Data records:
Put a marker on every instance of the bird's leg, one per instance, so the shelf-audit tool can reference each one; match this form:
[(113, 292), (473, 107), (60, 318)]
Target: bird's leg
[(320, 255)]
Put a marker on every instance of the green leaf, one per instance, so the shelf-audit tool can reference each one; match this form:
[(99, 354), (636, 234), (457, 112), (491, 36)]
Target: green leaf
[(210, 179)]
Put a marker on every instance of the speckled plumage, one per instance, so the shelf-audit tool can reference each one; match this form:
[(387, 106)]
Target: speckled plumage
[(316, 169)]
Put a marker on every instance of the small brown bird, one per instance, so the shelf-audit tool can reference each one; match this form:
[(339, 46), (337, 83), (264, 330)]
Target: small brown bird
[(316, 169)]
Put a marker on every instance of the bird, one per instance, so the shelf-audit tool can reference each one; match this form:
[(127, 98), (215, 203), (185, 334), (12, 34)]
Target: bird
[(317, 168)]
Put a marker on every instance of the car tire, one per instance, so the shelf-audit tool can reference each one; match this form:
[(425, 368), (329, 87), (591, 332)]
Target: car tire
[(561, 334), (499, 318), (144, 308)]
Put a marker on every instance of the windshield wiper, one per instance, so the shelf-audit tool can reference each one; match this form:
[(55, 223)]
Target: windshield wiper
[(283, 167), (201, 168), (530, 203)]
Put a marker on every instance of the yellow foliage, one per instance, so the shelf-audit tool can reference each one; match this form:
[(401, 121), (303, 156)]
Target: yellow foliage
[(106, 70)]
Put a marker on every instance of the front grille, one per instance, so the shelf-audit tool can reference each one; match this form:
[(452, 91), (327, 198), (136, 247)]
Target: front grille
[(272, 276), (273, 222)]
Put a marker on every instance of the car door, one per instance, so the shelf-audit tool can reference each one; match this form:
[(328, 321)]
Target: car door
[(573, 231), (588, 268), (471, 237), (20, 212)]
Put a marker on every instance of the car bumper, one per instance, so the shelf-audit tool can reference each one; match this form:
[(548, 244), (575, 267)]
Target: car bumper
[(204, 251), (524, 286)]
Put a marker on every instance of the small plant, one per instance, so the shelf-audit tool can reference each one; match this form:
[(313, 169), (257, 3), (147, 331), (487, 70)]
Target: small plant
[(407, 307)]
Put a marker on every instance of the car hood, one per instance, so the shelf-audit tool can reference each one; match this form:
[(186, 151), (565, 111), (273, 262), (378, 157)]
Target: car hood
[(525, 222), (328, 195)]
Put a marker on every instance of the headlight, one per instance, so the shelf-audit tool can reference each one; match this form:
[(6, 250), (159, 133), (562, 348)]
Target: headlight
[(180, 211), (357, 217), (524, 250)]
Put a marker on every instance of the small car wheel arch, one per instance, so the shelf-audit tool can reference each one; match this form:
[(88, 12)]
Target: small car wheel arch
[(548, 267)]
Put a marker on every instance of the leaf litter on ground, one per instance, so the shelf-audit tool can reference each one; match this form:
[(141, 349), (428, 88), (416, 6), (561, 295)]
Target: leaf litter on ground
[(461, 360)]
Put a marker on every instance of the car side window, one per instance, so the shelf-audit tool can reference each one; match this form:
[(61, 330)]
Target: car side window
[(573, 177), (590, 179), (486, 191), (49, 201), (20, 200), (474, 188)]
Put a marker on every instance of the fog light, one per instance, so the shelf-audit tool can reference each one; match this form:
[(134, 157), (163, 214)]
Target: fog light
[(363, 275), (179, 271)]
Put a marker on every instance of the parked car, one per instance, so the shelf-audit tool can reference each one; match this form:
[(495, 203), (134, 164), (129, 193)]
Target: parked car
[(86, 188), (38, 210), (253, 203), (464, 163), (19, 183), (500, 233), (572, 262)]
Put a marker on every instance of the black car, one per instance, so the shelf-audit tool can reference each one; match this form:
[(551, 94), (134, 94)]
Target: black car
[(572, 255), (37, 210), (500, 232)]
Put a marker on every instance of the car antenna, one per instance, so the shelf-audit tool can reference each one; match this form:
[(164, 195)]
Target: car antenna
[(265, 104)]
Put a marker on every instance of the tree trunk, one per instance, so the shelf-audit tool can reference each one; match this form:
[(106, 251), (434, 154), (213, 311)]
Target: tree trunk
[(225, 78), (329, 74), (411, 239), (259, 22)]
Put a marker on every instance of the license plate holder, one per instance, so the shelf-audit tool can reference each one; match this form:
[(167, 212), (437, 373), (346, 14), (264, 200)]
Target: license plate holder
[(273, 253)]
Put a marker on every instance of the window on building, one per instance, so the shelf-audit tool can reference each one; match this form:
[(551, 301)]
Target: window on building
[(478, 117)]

---

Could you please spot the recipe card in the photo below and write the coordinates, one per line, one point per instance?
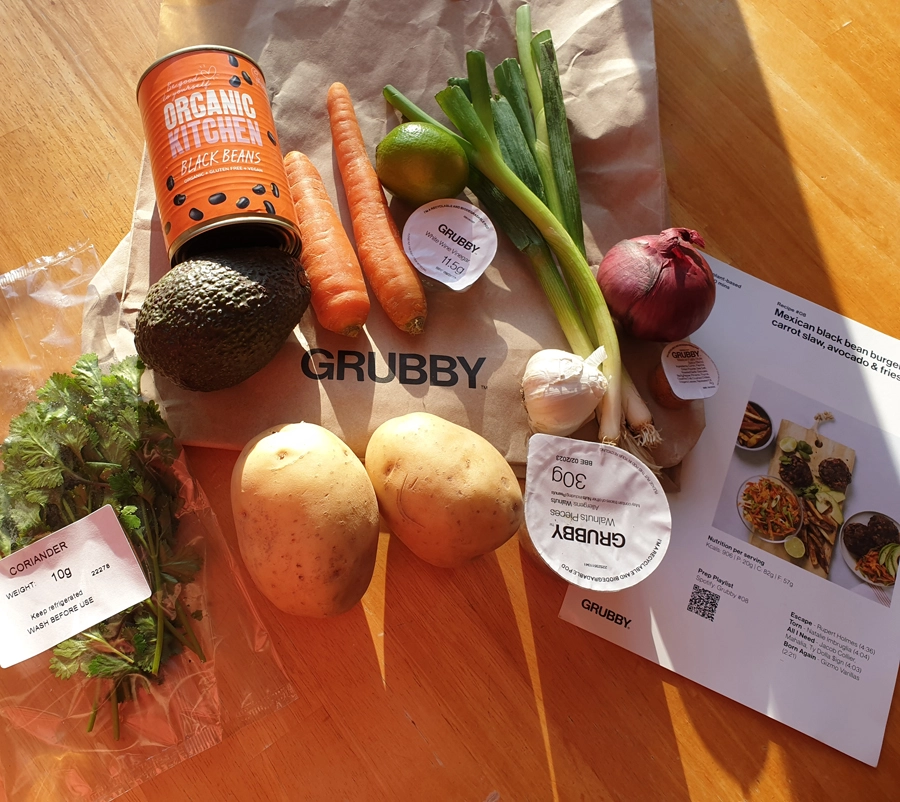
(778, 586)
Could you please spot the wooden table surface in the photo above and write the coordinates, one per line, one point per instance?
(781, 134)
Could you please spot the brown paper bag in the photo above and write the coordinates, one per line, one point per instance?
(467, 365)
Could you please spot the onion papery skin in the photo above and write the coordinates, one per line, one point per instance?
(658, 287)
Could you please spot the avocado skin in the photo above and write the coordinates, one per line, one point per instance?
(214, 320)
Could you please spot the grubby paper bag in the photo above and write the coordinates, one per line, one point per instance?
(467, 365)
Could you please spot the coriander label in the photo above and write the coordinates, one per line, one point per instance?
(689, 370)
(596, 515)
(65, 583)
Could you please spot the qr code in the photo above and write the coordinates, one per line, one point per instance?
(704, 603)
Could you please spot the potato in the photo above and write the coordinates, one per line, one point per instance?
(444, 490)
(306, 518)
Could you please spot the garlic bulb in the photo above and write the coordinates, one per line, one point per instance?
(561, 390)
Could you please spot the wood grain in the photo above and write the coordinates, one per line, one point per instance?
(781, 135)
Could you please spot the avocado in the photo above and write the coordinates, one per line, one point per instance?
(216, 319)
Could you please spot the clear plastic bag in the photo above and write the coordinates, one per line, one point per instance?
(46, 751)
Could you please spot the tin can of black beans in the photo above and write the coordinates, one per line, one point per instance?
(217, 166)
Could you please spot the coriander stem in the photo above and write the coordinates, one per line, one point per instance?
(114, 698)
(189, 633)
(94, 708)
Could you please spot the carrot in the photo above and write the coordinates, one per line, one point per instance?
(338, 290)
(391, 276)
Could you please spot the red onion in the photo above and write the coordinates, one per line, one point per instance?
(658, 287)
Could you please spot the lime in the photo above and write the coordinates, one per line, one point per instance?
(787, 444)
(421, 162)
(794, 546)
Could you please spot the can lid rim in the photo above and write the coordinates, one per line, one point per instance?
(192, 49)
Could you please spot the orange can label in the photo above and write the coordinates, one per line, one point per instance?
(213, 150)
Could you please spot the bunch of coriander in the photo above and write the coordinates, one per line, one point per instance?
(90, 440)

--

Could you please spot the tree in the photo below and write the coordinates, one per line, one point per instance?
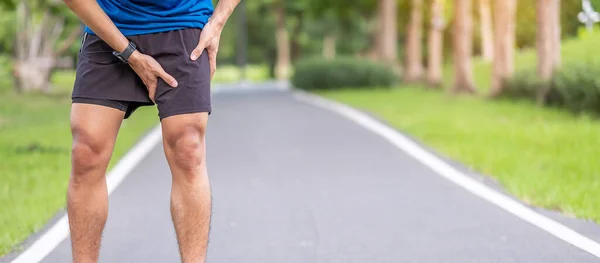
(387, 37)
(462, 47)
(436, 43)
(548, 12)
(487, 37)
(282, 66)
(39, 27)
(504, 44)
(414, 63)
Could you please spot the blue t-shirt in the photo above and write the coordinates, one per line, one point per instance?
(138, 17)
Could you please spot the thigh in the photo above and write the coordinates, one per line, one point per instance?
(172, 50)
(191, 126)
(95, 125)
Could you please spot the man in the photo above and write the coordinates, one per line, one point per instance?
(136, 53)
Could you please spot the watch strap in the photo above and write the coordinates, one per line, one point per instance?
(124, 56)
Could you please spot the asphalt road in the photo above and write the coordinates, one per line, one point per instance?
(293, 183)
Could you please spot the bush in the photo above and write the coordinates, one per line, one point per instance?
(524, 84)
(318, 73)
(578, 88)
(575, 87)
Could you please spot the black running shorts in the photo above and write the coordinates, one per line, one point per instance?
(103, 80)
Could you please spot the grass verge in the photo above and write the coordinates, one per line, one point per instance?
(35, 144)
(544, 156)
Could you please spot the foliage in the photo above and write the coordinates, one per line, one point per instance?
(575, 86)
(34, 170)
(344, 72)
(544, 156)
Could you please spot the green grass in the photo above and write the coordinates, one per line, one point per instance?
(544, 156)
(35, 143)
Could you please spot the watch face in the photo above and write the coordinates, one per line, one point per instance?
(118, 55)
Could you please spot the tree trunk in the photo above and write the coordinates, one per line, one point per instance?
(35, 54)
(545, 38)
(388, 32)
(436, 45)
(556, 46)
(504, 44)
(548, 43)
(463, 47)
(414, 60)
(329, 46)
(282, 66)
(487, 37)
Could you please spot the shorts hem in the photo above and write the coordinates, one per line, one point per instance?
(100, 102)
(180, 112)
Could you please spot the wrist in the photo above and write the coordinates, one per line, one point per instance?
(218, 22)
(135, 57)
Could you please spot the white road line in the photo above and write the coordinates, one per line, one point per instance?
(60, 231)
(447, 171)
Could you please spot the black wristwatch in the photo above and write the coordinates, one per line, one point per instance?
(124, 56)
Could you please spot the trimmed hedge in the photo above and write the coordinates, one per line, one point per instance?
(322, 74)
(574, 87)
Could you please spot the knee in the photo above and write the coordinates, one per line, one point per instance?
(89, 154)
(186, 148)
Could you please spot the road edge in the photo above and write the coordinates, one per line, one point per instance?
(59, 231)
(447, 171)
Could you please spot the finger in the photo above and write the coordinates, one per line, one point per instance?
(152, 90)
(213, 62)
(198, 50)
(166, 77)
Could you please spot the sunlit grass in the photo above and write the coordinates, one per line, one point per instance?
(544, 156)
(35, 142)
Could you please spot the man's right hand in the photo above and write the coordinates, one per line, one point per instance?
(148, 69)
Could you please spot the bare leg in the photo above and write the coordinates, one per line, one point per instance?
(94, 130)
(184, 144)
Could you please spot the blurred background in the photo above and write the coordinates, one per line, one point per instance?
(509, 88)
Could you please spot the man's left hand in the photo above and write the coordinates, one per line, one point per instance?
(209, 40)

What you are asked to do: Everything starting at the line containing "Put a marker on every instance of the bird's" and ending at the line containing "Put a marker on every instance of the small brown" in the records above should be repeated exactly, and only that.

The completed task:
Put a marker on every instance of the bird's leg, one per instance, so the shelf-audit tool can reference each one; match this form:
[(113, 292), (473, 107), (60, 318)]
Target: bird's leg
[(320, 255)]
Put a marker on every instance of the green leaf, one per instance, so the shelf-audit tool can reference each one; match this form:
[(99, 354), (636, 234), (457, 112), (491, 36)]
Target: green leaf
[(210, 179)]
Put a marker on every instance of the speckled plumage, one per instance, so the shelf-audit tool can reference each one; match this form:
[(387, 106)]
Target: speckled plumage
[(316, 169)]
Put a marker on every instance of the small brown bird, one per instance, so the shelf-audit tool can reference each one; match this form:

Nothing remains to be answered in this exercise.